[Collected data entries]
══════════

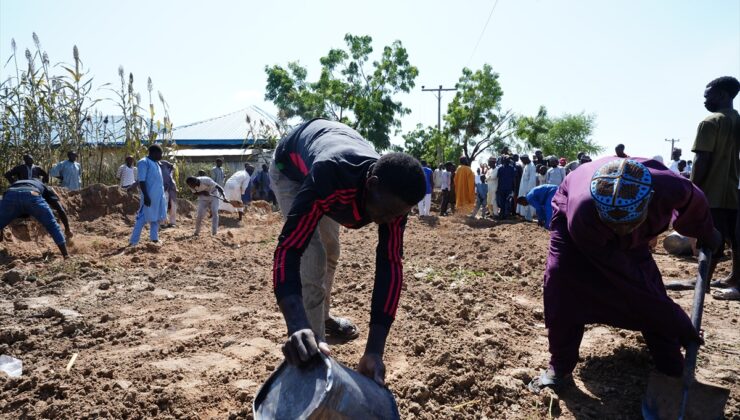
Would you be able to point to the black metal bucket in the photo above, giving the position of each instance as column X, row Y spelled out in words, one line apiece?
column 325, row 389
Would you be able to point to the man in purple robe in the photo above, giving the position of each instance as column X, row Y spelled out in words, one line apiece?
column 600, row 269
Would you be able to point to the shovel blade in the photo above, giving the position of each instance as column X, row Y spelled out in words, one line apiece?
column 664, row 394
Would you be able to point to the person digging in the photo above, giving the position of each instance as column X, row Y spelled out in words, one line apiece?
column 599, row 266
column 325, row 174
column 32, row 197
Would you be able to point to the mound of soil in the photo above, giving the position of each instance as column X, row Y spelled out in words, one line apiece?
column 190, row 329
column 98, row 205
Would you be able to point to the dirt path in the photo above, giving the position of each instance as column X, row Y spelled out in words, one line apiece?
column 190, row 329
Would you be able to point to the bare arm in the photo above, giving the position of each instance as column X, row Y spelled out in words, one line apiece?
column 701, row 167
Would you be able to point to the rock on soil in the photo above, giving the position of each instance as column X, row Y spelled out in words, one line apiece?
column 165, row 334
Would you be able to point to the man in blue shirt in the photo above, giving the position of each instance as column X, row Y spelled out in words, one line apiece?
column 153, row 206
column 425, row 205
column 69, row 172
column 506, row 180
column 32, row 197
column 540, row 198
column 27, row 171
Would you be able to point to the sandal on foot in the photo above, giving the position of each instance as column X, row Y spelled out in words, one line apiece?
column 341, row 328
column 548, row 379
column 732, row 293
column 722, row 284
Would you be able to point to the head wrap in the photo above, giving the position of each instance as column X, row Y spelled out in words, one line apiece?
column 621, row 190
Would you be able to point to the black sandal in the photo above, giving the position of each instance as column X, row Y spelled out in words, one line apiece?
column 341, row 328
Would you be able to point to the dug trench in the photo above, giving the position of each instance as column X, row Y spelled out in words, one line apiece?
column 190, row 328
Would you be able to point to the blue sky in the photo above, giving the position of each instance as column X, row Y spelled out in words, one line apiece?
column 640, row 66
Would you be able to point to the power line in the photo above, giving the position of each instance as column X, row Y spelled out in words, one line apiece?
column 673, row 142
column 482, row 32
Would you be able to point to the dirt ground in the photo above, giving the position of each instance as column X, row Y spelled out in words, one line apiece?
column 190, row 328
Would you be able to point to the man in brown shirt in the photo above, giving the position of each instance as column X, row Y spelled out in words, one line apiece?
column 715, row 172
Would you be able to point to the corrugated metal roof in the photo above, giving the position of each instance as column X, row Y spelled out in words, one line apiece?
column 236, row 128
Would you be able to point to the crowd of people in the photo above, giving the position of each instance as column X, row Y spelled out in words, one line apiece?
column 497, row 189
column 154, row 178
column 602, row 217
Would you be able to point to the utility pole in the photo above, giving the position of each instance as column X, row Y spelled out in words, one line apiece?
column 673, row 141
column 438, row 95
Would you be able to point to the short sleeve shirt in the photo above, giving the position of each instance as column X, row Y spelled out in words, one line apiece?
column 206, row 184
column 719, row 134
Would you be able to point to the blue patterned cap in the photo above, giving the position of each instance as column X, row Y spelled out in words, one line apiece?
column 621, row 190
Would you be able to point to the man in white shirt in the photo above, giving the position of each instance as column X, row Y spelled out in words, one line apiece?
column 127, row 173
column 528, row 182
column 205, row 188
column 556, row 174
column 675, row 158
column 235, row 187
column 492, row 181
column 436, row 177
column 217, row 172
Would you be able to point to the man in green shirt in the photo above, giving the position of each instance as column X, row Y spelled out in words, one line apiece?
column 715, row 172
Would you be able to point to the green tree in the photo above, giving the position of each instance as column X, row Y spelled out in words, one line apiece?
column 560, row 136
column 421, row 143
column 475, row 117
column 532, row 129
column 350, row 89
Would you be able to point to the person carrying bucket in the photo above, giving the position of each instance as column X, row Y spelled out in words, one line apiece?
column 599, row 266
column 325, row 174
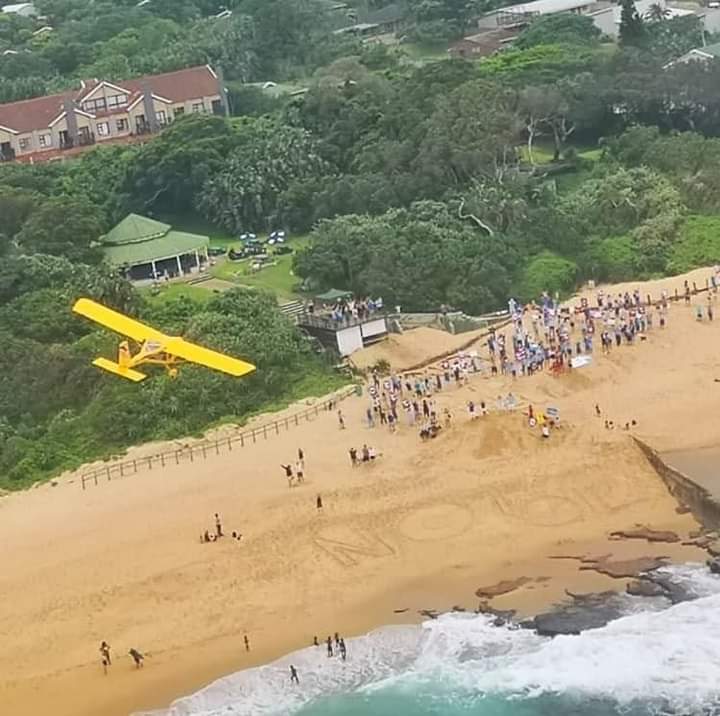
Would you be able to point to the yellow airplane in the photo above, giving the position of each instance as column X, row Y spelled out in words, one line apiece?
column 155, row 347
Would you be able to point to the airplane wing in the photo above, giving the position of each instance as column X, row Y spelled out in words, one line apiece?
column 204, row 356
column 117, row 322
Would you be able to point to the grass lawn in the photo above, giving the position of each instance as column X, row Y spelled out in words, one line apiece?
column 276, row 278
column 175, row 290
column 195, row 224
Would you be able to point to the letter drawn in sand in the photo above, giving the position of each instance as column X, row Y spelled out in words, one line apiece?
column 349, row 547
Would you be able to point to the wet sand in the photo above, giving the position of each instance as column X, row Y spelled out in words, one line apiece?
column 421, row 529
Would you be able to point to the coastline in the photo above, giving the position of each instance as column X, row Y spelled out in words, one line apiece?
column 422, row 529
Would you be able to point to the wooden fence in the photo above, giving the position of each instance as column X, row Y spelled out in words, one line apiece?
column 201, row 450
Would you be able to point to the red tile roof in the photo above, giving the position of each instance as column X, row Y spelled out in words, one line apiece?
column 179, row 86
column 32, row 114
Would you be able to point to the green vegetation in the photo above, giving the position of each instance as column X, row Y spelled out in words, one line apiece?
column 437, row 182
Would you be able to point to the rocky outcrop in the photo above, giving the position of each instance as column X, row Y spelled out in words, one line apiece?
column 647, row 534
column 645, row 588
column 507, row 585
column 623, row 569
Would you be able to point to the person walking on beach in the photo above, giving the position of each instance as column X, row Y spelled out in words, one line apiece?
column 105, row 651
column 288, row 474
column 138, row 658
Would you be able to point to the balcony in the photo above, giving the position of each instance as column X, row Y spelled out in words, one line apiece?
column 84, row 139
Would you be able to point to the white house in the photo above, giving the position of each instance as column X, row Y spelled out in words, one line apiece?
column 523, row 13
column 26, row 9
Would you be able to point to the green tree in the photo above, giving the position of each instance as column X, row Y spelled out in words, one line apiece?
column 547, row 272
column 632, row 29
column 63, row 227
column 268, row 158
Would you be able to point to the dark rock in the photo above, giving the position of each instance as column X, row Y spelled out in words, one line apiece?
column 645, row 588
column 586, row 611
column 647, row 534
column 502, row 616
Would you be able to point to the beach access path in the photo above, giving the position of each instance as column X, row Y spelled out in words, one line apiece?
column 422, row 528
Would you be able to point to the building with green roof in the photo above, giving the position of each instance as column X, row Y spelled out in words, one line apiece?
column 147, row 249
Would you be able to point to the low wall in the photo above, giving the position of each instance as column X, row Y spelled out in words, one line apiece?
column 705, row 509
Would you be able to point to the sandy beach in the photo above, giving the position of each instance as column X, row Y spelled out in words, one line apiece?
column 423, row 527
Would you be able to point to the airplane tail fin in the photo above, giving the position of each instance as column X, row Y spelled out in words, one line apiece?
column 117, row 369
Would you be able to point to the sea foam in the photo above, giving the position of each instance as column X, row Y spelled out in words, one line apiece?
column 670, row 656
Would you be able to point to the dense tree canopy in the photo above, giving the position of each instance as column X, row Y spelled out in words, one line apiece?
column 424, row 181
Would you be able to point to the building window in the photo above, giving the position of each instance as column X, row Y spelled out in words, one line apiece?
column 117, row 100
column 95, row 105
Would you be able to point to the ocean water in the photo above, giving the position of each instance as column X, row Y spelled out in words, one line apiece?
column 656, row 660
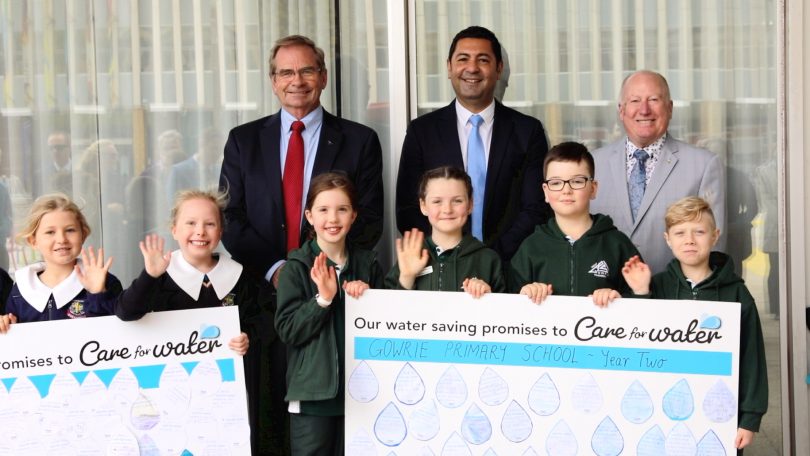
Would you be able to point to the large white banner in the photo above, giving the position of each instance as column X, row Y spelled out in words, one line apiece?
column 164, row 385
column 437, row 373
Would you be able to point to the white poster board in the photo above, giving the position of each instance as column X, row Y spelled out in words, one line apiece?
column 165, row 384
column 438, row 373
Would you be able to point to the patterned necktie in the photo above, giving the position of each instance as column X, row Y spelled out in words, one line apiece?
column 293, row 183
column 638, row 180
column 477, row 169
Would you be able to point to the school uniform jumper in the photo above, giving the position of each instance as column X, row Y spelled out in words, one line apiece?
column 447, row 270
column 724, row 285
column 183, row 287
column 31, row 300
column 315, row 338
column 577, row 268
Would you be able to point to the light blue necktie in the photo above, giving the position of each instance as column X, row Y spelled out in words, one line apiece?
column 477, row 169
column 638, row 181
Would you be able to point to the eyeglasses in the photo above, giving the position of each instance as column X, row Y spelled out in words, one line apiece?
column 305, row 73
column 576, row 183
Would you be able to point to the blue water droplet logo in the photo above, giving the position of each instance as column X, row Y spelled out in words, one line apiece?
column 425, row 423
column 678, row 403
column 651, row 443
column 409, row 387
column 361, row 445
column 516, row 424
column 455, row 446
column 451, row 391
column 363, row 384
column 637, row 405
column 544, row 398
column 680, row 441
column 389, row 428
column 719, row 404
column 561, row 441
column 586, row 395
column 710, row 445
column 475, row 426
column 606, row 439
column 492, row 388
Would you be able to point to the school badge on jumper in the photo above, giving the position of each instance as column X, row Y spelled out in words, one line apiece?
column 228, row 300
column 76, row 309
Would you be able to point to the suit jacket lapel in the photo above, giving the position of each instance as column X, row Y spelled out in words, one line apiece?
column 448, row 134
column 666, row 163
column 269, row 141
column 618, row 171
column 328, row 144
column 498, row 149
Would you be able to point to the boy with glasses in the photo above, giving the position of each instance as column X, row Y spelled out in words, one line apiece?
column 576, row 252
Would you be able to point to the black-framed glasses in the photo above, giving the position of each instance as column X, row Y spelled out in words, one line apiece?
column 576, row 183
column 305, row 73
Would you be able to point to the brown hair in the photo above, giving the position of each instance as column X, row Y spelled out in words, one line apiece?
column 445, row 172
column 569, row 152
column 217, row 197
column 689, row 209
column 331, row 181
column 297, row 40
column 50, row 203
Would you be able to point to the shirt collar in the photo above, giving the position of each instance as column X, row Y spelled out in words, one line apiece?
column 223, row 277
column 37, row 293
column 651, row 150
column 463, row 115
column 314, row 118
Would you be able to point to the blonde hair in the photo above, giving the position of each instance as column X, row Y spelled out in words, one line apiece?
column 50, row 203
column 689, row 209
column 217, row 197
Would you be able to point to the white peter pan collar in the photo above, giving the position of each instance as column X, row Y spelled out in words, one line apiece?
column 37, row 293
column 223, row 277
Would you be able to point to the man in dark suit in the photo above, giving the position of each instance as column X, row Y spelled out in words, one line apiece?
column 514, row 146
column 254, row 169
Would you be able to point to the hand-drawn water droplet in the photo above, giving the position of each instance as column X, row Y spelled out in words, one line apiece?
column 516, row 424
column 719, row 405
column 424, row 423
column 561, row 441
column 680, row 441
column 451, row 391
column 586, row 395
column 390, row 426
column 475, row 426
column 637, row 405
column 492, row 388
column 425, row 451
column 144, row 414
column 678, row 403
column 409, row 387
column 710, row 445
column 606, row 439
column 455, row 446
column 544, row 398
column 363, row 384
column 651, row 443
column 361, row 445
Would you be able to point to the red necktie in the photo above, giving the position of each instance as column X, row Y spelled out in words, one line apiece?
column 294, row 185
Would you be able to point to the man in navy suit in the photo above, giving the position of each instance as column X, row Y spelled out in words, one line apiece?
column 252, row 171
column 253, row 165
column 514, row 147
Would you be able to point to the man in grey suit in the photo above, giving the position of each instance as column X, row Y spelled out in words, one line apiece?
column 648, row 170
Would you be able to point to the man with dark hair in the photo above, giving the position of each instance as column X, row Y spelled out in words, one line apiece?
column 501, row 149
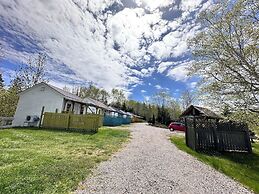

══════════

Reproduce the lines from the one holding "Would you be able to point to the dark" through the one holding "column 117, row 369", inclusive, swapping "low wall" for "stone wall" and leaving everything else as it is.

Would you be able to point to the dark rock in the photo above, giving the position of each instance as column X, row Y spelled out in words, one line apiece?
column 645, row 588
column 586, row 611
column 647, row 534
column 502, row 616
Would you be able to point to the beach access path in the photo above, giving the position of each instance as column X, row Y spelled out in words, one line apiece?
column 422, row 528
Would you be able to point to the building with green roof in the photo above, giving the position of each instance as column X, row Y spelled out in words, one line apiece?
column 147, row 249
Would you be able to point to the stone wall in the photo above, giving the position of each instance as column X, row Y spelled out in words, one line apiece?
column 705, row 509
Would you be able to point to the sandy beach in the photo above, giving the position of each instance as column X, row Y spelled out in words, one line apiece?
column 423, row 527
Would you be able to point to the airplane tail fin in the photo above, giving the position of each instance as column X, row Y spelled out in words, one line apiece?
column 117, row 369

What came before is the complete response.